Written request - Repeat the material exactly, leaving nothing out.

□ □ □ □ □ □ □

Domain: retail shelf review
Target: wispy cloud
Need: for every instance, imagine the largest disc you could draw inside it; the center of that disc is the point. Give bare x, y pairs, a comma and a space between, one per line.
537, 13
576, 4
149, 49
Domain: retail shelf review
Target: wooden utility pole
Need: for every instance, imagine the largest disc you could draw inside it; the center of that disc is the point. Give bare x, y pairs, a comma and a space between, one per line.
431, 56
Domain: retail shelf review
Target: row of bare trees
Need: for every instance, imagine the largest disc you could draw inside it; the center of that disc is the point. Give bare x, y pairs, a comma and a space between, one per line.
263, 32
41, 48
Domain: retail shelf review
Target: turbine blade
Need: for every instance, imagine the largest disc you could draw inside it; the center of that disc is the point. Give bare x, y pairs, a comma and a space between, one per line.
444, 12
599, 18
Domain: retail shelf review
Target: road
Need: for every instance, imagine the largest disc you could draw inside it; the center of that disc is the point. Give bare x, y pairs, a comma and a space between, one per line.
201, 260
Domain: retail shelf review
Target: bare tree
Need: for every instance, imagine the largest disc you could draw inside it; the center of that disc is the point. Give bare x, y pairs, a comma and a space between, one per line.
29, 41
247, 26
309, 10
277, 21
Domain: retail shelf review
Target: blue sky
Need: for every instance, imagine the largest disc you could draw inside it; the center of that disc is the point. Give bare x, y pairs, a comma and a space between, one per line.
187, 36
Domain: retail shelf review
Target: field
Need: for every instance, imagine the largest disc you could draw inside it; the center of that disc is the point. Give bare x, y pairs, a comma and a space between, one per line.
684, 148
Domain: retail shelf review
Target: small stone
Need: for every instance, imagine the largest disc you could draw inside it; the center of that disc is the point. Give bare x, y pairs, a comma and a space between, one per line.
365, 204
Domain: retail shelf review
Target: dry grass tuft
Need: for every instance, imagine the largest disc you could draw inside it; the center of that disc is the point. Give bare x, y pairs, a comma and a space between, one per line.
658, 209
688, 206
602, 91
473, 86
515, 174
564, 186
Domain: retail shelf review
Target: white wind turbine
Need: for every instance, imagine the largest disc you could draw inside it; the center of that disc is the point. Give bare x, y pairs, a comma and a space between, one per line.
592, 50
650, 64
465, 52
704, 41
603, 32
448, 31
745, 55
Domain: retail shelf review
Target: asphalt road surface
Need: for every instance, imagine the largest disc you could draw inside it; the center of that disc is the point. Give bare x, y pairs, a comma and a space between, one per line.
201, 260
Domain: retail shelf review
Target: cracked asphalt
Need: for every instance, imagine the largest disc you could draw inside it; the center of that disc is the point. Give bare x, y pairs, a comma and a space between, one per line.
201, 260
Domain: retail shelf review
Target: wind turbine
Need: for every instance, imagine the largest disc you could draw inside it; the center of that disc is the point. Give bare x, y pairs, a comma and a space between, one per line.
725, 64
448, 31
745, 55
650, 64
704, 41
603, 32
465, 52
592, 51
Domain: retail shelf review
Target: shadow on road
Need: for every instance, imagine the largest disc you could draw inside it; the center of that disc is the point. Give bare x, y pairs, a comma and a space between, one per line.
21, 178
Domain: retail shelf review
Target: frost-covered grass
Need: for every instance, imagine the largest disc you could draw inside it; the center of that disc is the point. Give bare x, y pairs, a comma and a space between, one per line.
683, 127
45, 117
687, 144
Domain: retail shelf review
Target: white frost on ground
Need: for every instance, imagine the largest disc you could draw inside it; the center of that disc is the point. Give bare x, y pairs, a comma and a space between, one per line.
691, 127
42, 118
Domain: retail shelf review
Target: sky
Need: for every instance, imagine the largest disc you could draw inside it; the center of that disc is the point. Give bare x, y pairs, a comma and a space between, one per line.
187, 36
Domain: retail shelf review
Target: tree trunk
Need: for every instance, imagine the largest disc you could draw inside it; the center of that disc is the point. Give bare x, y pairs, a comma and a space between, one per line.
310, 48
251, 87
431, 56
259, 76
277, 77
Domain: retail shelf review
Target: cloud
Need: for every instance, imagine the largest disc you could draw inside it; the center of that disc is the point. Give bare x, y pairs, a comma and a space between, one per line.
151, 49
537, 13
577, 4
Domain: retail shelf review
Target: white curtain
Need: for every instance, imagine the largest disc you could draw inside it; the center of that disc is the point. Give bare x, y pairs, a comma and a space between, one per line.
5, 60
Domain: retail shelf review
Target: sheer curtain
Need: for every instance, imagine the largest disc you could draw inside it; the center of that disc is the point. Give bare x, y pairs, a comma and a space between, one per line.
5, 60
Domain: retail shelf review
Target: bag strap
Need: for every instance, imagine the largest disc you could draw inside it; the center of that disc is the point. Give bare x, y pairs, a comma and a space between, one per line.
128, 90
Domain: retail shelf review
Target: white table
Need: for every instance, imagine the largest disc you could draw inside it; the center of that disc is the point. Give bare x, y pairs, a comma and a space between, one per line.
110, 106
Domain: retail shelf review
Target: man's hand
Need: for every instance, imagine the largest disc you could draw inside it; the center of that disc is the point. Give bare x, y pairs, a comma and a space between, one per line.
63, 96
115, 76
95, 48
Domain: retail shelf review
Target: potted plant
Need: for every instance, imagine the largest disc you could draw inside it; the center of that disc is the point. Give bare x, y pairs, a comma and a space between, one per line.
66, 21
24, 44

□ □ □ □ □ □ □

Full solution -
Domain: retail shelf review
Target: wispy cloud
Need: for every instance, imagine the largest disc you could draw inside it; the center of that disc is the point. Give bare x, y pairs, a comma and a space between, one per line.
537, 13
576, 4
149, 49
Domain: retail shelf review
Target: wooden utility pole
Need: for every instance, imagine the largest disc you could draw inside it; the center of that disc is the point. Give bare x, y pairs, a comma and a space between, one per line.
431, 56
Domain: retail shelf review
Target: row of bare trees
Need: for every instance, imagine the largest disc you could draw inside it; the center of that disc is the point. Give bare x, y pairs, a comma and a space between, one per line.
263, 32
41, 48
Domain: retail shelf review
Target: turbine blade
Need: for every instance, imagine the largest disc you could draw inside it; the center of that disc is the point. Give bare x, y pairs, a comma and a space between, one per line.
444, 12
599, 18
Domain: retail shelf review
Target: road
Need: for every instance, imagine the largest disc you could draw inside it; the center of that disc is the point. Give bare x, y pairs, a comma and a space between, one per line.
201, 260
Domain: retail shelf review
Target: bare tree
Need: for every instance, imagine the largest disc you could draw inside it; the center of that disc is the point. Give bare x, y pairs, a comma and a space between, one per line.
29, 41
247, 26
309, 10
277, 21
Domain: retail shelf review
Target: blue sky
Need: for every instance, imagine the largest disc you could draw inside it; the center of that disc is the point. Give bare x, y pairs, a comma and a space between, one per line.
187, 36
Domain: retail shelf review
Target: field
Need: for every instance, imagine the largest disc you could draw inside it; the center of that disc is the point. Give bare x, y pairs, a comma and a space between, one per line.
684, 148
Domain: retail shelf review
Target: small stone
Need: for every instance, imagine the largest disc you could draw inside it; the center of that disc is the point. Give bare x, y pairs, a comma and a space between, one per line.
365, 204
Domain: retail shelf review
Target: dry grass tuft
Need: for every instance, imagine the largest disc you could draw inside it; the center of that disc is the point. Give bare x, y pairs, a comma and a space between, one per line.
658, 209
688, 206
602, 91
473, 86
515, 174
564, 186
Domain: retail shelf review
Target: white wind turbine
Need: for every instance, imagine the largest disc you could draw inside it; the center of that disc is the point. Give bare x, y pairs, a comma and a space between, one per line.
592, 50
650, 64
465, 52
704, 41
603, 32
448, 31
745, 55
Domain: retail shelf review
Target: asphalt road surface
Need: for every instance, imagine the largest disc you could draw inside it; the center of that disc is the point. Give bare x, y pairs, a comma and a space between, one per line.
201, 260
Domain: retail shelf review
Target: cracked asphalt
Need: for every instance, imagine the largest disc you could draw inside it; the center of that disc is the point. Give bare x, y pairs, a comma and a space between, one per line.
201, 260
Domain: retail shelf review
Target: wind turbine
Need: for every instance, imagine the largest disc you could draw inside it; the center of that disc is the point. Give bare x, y pairs, a comma and a space between, one per line.
725, 64
448, 31
745, 55
650, 64
704, 41
603, 32
465, 52
592, 51
Domain: retail shelf review
Target: shadow on road
Need: for every instance, imagine the largest disc you could draw inside it; the center of that disc is the point. Give bare x, y pairs, a comma and a space between, one per line.
21, 178
Domain: retail shelf review
Target: frost-covered grass
Need: for every instance, imagine the largest disc you could draw inside it; the center of that disc is the point. Give bare x, y pairs, a comma and a space between, one per line.
683, 127
45, 117
687, 144
Domain: retail shelf review
Target: white frost on ground
Need: for every instance, imagine the largest disc you could draw inside it; the center of that disc is the point. Give bare x, y pairs, a comma and a space between, one per line.
691, 127
42, 118
Domain: retail shelf review
Target: sky
Need: for every instance, imagine the largest disc you could draw inside it; the center of that disc is the point. Give bare x, y pairs, a comma and a space between, one per line.
187, 36
Domain: retail shelf review
Target: tree trunk
Need: for every instance, imagine the largest disc you could draw inside it; the center of that disc is the point. Give bare x, y pairs, a comma and a space between, one per line.
310, 48
251, 87
431, 56
259, 76
277, 77
Domain: retail shelf review
Target: cloud
Need: for every instance, imagine the largest disc you could draw inside it; the center of that disc is the point. Give bare x, y pairs, a comma and a space between, one per line.
151, 49
537, 13
577, 4
Domain: retail shelf review
Target: white curtain
Need: for every instance, imagine the largest disc you could draw inside it; the center of that disc is the point. Give bare x, y pairs, a comma and a space between, one per line.
5, 60
Domain: retail shelf review
Target: sheer curtain
Need: for every instance, imagine the largest disc you could draw inside it; the center of that disc is the point. Give bare x, y pairs, a comma and a space between, one per line.
5, 60
Domain: retail shelf review
Target: bag strap
Need: for every instance, imagine the largest disc you could draw inside it; the center of that disc is the point. Give bare x, y pairs, a comma and a space between, one per line.
128, 90
Domain: retail shelf review
Target: white table
Need: for every instance, imagine the largest disc you could draw inside it; the center of that disc is the point. Give bare x, y pairs, a comma and a space between, one per line.
110, 106
Domain: retail shelf review
Target: man's hand
Need: for every instance, imagine the largest disc you could draw inside it; the center of that disc is the point. Give bare x, y pairs, a comma and a space between, one per line.
63, 96
115, 76
95, 48
Domain: retail shelf review
Target: potted plant
Need: for every instance, imagine the largest disc you could draw inside it; the center of that disc is the point. Give bare x, y pairs, a comma and a space between, one per line.
66, 21
24, 44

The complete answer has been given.